• WRITTEN INSTRUCTION
All the data below goes into the copy word for word, but the pictures don't.

• EXTRACTED DATA
##############################
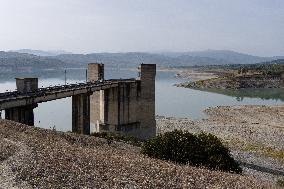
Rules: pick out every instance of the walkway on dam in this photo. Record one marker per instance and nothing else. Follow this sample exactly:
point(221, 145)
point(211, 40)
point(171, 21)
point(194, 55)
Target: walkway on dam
point(16, 99)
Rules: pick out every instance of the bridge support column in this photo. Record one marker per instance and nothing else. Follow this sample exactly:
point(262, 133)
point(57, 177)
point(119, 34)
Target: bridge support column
point(97, 105)
point(146, 114)
point(23, 114)
point(81, 114)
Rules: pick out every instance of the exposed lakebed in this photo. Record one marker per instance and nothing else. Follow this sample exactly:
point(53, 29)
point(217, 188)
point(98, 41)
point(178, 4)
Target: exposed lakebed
point(171, 101)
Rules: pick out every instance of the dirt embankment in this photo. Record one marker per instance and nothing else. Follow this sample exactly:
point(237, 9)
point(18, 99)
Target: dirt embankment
point(254, 134)
point(39, 158)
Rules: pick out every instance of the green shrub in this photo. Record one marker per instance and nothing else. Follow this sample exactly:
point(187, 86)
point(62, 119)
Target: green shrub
point(186, 148)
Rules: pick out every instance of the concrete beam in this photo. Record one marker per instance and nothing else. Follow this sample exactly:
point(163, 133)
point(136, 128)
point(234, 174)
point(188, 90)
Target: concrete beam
point(24, 114)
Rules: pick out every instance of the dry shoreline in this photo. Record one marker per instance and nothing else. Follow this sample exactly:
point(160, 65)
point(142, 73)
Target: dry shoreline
point(254, 134)
point(50, 159)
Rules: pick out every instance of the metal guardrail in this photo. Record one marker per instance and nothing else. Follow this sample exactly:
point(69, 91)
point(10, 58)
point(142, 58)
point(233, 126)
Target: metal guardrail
point(60, 89)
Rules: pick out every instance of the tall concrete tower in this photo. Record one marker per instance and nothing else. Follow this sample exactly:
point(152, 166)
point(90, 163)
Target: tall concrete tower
point(147, 76)
point(97, 112)
point(23, 114)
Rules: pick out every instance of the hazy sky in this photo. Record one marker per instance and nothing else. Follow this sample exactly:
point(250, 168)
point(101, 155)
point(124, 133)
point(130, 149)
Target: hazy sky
point(83, 26)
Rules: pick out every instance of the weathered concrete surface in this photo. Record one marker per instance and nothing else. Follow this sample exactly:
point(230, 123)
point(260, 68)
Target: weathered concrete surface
point(81, 113)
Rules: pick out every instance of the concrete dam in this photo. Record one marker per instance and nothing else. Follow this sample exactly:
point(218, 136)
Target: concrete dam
point(124, 106)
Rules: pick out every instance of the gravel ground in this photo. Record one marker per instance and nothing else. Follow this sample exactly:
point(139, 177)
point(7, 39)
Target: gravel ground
point(39, 158)
point(255, 134)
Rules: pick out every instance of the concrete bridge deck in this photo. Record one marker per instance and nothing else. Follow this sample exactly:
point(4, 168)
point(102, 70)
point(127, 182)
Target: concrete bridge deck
point(16, 99)
point(125, 106)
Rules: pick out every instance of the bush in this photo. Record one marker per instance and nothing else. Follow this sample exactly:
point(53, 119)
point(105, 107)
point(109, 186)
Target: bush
point(197, 150)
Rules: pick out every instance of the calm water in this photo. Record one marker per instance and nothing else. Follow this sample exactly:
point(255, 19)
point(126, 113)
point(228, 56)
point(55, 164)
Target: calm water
point(171, 101)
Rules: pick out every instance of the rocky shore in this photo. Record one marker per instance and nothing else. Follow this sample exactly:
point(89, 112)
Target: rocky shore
point(226, 79)
point(235, 83)
point(38, 158)
point(254, 134)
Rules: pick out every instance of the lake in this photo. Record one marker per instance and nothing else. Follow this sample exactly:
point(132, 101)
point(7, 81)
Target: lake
point(171, 101)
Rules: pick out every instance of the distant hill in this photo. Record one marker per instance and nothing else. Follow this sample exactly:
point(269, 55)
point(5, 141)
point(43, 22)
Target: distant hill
point(210, 57)
point(13, 61)
point(41, 53)
point(226, 56)
point(136, 58)
point(48, 60)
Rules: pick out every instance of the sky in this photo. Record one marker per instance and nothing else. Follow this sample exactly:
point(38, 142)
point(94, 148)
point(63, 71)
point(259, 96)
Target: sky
point(84, 26)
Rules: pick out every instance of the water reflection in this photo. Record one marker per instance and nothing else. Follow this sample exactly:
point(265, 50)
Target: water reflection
point(241, 94)
point(171, 101)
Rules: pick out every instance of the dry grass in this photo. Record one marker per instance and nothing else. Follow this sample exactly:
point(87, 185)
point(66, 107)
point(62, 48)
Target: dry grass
point(49, 159)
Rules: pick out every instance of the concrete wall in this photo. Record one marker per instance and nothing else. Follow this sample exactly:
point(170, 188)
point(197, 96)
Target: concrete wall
##############################
• OUTPUT
Rules: pick out every instance of the walkway on dam in this photo. Record one marker per instance and nothing else. Follow this sample exactly:
point(221, 145)
point(211, 40)
point(171, 21)
point(194, 55)
Target: walkway on dam
point(16, 99)
Rules: pick out every instance of the bridge support column in this photo. Record one marker per instance and nothing else. Follow this sample exactly:
point(262, 133)
point(57, 177)
point(119, 34)
Target: bridge support column
point(97, 105)
point(146, 114)
point(23, 114)
point(81, 114)
Rules: pick out every instance of the exposed lakebed in this photo. Record one marker per instance and nothing else. Follow this sample exactly:
point(53, 29)
point(217, 188)
point(98, 41)
point(178, 4)
Target: exposed lakebed
point(171, 101)
Rules: pick out every instance of the dirt embankment in this photo. Record one marker per instance and nothing else. Follow this sample exactly:
point(237, 9)
point(18, 99)
Target: dirt embankment
point(254, 134)
point(39, 158)
Rules: pick out every instance of the green shrub in this photo. Record one marker per instance and nothing else. Follow this sample exactly:
point(187, 86)
point(62, 119)
Target: green shrub
point(186, 148)
Rules: pick out every instance of the concrete beam in this photo. Record one marker per instance and nothing else. Follow this sample exactly:
point(163, 133)
point(136, 128)
point(234, 174)
point(188, 90)
Target: concrete beam
point(24, 114)
Rules: pick out every instance of the dry shoreline in this photo. Record one marker per instance and nothing else. Follow this sample exactly:
point(160, 65)
point(142, 73)
Target: dry shoreline
point(254, 134)
point(50, 159)
Rules: pick out every instance of the metal guardrail in this photo. Record one marker per instance and nothing else. Follow this sample exactly:
point(69, 91)
point(10, 58)
point(142, 58)
point(233, 126)
Target: metal guardrail
point(60, 89)
Rules: pick out every instance of the tall concrete tower in this photo. Record one marker per instance and nothing else. Follow this sample exactly:
point(152, 166)
point(90, 163)
Target: tall concrete tower
point(147, 76)
point(97, 112)
point(23, 114)
Rules: pick out every instance of the hazy sky in this photo. Record one marker per instance and nothing else. Follow this sample exactly:
point(250, 168)
point(101, 155)
point(124, 133)
point(130, 149)
Target: hazy sky
point(83, 26)
Rules: pick out every instance of the weathered concrete surface in this photo. Record one marker per instance and nothing else. Follow this sample exactly:
point(230, 123)
point(260, 68)
Target: weathered concrete surface
point(81, 113)
Rules: pick out every instance of the concrete dam in this photo. Record one marker per instance and nothing else. Follow this sample exactly:
point(218, 136)
Target: concrete dam
point(124, 106)
Rules: pick out every instance of the gravel ground in this photo. Record one marker per instance and nothing else. Follow this sample exactly:
point(139, 177)
point(7, 39)
Target: gravel ground
point(39, 158)
point(255, 134)
Rules: pick out every instance of the concrete bridge deck in this photo. Record one marker per instance and nothing else. Follow this sample exactly:
point(4, 168)
point(102, 70)
point(127, 182)
Target: concrete bridge deck
point(16, 99)
point(125, 106)
Rules: pick out every instance of the bush in this photo. Record one marker per instance and nothing else. Follow this sample exactly:
point(53, 119)
point(105, 107)
point(109, 186)
Target: bush
point(197, 150)
Rules: pick out every instance of the calm water in this photo. Record one marker per instance and nothing else. Follow this sample exactly:
point(255, 19)
point(126, 113)
point(228, 56)
point(55, 164)
Target: calm water
point(171, 101)
Rules: pick out every instance of the rocky shore in this photo. Record one marker per instance and nothing else. Follow this sample exactly:
point(89, 112)
Target: rocky shore
point(226, 79)
point(235, 83)
point(38, 158)
point(254, 134)
Rules: pick out every instance of the lake in this photo. Record one marker per instance and nothing else. Follow this sample exactly:
point(132, 101)
point(7, 81)
Target: lake
point(171, 101)
Rules: pick out every instance of the distant hill in this photo. Record one marker per instance and nothing else. Follow this sample exactly:
point(269, 55)
point(5, 141)
point(43, 22)
Target: distant hill
point(210, 57)
point(13, 61)
point(41, 53)
point(226, 56)
point(136, 58)
point(48, 60)
Rules: pick out every instance of the sky in this photo. Record one marker per instance and nothing else. Follow this sample exactly:
point(38, 142)
point(94, 148)
point(63, 71)
point(259, 96)
Target: sky
point(84, 26)
Rules: pick out every instance of the water reflection in this photo. Record one marker per instance and nothing else. Follow this sample exactly:
point(265, 50)
Target: water reflection
point(241, 94)
point(171, 101)
Rules: pick out every instance of the dry grass in this photo. Record one marker per instance and nothing else. Follow this sample exactly:
point(87, 185)
point(66, 107)
point(62, 48)
Target: dry grass
point(49, 159)
Rules: pick out every instance of the concrete wall in this photo. Record one marker per instance and nothing else. Follow this sample exactly:
point(170, 188)
point(197, 96)
Target: concrete wall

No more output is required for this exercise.